■ **Task goal**:
Where a line of the entries below includes the string "crowd", count it. Give only the resulting number.

■ **Information given**:
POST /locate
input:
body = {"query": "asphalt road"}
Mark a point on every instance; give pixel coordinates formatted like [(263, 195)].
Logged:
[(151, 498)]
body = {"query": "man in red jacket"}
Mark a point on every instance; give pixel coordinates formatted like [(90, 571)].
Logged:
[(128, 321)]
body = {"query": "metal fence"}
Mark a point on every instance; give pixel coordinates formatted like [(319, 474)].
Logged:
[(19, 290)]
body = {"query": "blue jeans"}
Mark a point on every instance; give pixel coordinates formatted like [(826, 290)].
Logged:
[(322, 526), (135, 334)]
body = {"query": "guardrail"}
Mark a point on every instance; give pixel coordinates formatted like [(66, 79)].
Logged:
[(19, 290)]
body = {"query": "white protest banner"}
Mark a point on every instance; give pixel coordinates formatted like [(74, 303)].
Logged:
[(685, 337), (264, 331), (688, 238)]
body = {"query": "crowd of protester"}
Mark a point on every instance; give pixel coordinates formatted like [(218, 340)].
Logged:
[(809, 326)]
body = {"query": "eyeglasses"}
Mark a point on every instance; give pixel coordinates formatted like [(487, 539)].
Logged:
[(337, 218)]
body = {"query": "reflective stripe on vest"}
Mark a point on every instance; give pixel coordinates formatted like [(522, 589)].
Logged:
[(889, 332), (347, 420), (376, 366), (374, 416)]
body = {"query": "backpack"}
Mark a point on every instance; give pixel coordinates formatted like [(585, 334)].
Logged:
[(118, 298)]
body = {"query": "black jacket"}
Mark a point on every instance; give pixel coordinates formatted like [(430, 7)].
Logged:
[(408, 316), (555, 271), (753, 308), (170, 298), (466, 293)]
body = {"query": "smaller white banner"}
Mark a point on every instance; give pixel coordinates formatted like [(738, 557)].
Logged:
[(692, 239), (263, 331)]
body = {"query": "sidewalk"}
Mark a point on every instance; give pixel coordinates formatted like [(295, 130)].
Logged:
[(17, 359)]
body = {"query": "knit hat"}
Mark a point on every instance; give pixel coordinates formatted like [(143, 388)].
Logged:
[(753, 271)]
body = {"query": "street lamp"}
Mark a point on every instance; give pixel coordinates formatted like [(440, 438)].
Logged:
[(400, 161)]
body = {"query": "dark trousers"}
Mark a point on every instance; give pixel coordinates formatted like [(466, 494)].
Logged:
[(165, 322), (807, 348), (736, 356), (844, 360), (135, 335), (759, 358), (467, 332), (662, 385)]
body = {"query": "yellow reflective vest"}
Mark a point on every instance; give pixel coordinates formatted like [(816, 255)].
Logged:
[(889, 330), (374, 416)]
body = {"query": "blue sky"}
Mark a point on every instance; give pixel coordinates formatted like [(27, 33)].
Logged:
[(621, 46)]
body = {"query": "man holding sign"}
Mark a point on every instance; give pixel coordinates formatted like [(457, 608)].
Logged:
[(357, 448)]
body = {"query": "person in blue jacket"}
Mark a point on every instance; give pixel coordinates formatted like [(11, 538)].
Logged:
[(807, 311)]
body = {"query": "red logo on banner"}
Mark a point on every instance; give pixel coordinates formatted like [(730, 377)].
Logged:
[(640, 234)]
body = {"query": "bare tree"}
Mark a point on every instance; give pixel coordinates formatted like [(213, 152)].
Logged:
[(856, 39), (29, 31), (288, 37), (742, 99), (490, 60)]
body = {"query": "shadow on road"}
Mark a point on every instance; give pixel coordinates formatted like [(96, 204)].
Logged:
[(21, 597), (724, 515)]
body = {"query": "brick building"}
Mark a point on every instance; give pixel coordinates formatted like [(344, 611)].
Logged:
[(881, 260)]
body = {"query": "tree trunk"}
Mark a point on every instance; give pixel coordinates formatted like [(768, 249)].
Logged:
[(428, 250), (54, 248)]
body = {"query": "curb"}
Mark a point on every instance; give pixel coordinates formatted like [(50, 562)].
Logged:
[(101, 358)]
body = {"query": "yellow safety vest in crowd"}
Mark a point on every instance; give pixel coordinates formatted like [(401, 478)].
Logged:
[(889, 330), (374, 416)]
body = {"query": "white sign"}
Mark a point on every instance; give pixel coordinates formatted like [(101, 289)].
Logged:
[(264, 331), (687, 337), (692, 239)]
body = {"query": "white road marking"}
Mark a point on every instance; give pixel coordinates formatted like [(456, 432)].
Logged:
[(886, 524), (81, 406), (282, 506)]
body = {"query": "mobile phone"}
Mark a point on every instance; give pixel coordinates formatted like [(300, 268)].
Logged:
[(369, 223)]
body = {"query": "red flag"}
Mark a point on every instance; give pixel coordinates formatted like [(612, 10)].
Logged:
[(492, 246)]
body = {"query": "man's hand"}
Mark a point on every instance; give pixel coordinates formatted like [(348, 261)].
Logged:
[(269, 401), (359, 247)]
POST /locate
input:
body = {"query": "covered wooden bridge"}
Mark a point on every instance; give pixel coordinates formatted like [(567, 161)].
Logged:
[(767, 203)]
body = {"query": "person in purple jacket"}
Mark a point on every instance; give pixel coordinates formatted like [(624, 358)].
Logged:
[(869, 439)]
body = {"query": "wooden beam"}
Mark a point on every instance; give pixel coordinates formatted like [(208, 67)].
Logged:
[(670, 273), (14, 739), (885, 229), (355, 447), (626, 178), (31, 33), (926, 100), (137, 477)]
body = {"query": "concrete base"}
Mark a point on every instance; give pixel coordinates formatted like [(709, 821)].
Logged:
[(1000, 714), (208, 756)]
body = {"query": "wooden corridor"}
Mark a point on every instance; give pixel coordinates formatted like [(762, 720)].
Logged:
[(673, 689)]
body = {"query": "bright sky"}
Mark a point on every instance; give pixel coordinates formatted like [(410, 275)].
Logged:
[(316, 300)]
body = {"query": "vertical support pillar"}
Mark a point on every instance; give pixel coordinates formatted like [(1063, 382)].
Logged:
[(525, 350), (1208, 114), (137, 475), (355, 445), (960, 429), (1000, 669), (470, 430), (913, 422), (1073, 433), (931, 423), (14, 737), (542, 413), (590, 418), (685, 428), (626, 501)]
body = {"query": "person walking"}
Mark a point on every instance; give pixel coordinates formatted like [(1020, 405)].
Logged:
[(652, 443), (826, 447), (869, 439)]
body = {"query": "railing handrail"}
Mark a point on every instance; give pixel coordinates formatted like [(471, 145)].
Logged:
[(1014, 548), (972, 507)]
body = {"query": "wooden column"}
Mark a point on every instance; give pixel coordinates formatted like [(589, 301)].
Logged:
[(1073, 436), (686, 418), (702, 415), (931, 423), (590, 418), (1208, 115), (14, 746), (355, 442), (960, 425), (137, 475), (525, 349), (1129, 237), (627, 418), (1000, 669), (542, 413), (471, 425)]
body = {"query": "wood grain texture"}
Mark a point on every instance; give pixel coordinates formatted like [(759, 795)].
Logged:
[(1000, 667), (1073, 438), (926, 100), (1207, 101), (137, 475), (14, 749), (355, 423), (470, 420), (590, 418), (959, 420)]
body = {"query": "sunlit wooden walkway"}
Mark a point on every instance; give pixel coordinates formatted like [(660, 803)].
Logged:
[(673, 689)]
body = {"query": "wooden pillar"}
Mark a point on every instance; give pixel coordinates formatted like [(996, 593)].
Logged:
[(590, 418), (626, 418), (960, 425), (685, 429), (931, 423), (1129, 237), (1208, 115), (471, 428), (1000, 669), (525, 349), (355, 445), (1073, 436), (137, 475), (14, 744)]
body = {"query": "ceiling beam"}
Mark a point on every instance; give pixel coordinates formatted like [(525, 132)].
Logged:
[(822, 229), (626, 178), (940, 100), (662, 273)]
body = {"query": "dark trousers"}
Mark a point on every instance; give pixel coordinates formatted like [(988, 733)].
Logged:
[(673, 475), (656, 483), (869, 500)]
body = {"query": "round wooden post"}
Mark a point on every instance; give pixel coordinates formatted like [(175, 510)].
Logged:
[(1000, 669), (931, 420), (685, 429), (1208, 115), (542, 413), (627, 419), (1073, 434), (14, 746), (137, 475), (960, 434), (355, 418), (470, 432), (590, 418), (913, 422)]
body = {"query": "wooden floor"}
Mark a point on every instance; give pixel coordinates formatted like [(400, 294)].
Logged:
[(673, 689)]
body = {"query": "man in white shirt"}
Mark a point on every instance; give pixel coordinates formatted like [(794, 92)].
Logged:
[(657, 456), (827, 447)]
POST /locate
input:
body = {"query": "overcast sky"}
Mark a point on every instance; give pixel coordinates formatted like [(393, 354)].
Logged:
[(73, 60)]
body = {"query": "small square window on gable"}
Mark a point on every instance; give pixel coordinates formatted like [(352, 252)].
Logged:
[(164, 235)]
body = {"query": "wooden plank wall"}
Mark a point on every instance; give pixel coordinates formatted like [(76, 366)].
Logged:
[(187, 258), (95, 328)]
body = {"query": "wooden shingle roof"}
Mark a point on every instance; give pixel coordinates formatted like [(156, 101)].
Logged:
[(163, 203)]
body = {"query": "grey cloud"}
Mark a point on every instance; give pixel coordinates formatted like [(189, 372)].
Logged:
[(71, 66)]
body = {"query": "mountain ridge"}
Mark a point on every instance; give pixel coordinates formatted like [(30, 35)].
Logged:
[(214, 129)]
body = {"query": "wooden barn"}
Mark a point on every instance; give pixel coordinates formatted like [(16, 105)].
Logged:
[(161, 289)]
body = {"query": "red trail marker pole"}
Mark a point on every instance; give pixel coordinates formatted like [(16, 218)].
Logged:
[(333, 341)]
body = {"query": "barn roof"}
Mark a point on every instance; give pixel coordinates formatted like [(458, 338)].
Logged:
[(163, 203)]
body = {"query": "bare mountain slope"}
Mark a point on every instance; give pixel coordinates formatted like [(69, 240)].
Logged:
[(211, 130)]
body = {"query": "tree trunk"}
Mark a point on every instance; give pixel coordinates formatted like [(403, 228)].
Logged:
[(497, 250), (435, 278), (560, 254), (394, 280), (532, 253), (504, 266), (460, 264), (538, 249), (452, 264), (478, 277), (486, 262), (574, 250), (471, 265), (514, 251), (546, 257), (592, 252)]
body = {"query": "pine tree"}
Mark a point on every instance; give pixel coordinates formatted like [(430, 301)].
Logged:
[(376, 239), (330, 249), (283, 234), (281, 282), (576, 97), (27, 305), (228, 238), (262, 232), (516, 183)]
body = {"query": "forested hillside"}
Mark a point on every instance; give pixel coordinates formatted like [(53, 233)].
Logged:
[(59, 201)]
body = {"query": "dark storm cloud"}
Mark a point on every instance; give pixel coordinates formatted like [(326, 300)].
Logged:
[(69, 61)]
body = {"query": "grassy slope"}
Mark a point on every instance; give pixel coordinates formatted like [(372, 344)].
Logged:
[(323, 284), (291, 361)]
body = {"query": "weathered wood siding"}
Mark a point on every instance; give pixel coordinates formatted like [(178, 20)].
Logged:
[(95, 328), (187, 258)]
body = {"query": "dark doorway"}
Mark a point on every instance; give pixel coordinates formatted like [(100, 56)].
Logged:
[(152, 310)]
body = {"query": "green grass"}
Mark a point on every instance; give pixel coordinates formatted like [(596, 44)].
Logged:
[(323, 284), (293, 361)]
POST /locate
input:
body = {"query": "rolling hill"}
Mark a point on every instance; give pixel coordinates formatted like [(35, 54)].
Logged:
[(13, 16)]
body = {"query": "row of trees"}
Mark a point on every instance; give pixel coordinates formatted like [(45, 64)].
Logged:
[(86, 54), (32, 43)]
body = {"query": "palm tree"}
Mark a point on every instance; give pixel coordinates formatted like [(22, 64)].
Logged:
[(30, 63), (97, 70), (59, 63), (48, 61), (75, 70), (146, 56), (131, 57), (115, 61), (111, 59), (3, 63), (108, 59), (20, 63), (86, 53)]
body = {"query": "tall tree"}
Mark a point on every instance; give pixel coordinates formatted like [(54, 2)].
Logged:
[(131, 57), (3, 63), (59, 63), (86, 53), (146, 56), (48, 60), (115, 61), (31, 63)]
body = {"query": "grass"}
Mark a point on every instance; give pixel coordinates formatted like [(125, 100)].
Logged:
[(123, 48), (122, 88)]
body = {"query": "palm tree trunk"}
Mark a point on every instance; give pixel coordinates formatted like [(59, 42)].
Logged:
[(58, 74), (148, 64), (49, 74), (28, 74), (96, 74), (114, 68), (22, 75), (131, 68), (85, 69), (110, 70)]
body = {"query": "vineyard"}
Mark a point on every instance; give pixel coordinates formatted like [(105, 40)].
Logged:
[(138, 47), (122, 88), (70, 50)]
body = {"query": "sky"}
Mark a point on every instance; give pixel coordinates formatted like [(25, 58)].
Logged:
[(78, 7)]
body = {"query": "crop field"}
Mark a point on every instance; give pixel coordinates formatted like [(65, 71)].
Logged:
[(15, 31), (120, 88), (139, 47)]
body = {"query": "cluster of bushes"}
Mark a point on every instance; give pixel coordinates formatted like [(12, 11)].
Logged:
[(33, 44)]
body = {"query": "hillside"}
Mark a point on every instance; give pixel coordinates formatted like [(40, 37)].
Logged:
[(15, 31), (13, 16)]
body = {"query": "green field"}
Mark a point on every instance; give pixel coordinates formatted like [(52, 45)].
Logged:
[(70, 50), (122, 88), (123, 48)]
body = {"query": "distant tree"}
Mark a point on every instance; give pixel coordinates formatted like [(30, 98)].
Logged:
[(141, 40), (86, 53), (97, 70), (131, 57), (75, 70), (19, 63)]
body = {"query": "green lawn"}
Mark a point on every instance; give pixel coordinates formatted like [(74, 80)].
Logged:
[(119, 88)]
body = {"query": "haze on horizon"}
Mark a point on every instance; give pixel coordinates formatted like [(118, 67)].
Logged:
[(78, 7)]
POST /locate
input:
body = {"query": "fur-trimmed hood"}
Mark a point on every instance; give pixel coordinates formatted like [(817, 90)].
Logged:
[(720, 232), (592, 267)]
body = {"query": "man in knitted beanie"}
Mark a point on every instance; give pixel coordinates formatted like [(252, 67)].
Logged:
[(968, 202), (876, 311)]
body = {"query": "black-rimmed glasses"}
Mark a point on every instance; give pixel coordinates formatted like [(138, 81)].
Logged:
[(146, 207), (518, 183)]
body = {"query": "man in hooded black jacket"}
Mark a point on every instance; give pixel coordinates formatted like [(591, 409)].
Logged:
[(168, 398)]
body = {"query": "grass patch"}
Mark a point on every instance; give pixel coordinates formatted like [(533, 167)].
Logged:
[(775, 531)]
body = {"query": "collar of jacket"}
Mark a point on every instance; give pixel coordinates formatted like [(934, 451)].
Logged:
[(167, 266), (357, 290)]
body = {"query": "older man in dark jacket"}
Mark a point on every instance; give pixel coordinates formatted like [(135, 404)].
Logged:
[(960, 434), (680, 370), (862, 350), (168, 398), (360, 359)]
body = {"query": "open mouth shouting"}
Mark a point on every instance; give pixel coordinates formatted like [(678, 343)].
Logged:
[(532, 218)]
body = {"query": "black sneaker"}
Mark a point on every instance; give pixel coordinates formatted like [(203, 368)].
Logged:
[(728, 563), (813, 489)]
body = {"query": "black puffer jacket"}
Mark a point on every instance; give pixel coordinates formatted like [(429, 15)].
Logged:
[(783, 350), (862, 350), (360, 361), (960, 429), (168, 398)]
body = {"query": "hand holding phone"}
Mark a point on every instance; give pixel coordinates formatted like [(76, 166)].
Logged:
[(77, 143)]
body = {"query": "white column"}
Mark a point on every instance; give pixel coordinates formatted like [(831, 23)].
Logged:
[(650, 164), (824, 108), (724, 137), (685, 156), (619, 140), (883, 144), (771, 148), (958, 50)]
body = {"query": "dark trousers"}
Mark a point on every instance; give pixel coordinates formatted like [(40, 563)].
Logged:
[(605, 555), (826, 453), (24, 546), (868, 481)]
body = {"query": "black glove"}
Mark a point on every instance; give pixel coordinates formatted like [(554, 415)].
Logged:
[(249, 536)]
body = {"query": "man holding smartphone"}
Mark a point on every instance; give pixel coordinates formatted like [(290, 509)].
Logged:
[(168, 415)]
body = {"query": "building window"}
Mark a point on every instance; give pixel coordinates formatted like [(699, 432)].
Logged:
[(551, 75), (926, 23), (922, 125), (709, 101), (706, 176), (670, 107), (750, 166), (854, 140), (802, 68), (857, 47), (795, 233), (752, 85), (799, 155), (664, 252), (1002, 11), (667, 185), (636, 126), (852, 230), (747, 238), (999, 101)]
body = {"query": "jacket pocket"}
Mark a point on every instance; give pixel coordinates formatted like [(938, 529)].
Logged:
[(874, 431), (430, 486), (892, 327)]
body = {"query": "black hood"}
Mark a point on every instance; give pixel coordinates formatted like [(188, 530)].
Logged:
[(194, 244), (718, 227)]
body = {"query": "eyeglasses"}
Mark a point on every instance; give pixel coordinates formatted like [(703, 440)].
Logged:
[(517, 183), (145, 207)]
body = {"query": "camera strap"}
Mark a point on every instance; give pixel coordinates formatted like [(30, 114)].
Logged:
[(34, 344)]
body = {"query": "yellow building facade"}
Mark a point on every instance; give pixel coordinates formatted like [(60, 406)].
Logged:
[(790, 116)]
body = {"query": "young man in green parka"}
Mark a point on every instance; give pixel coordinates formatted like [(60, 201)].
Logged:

■ **Response below**:
2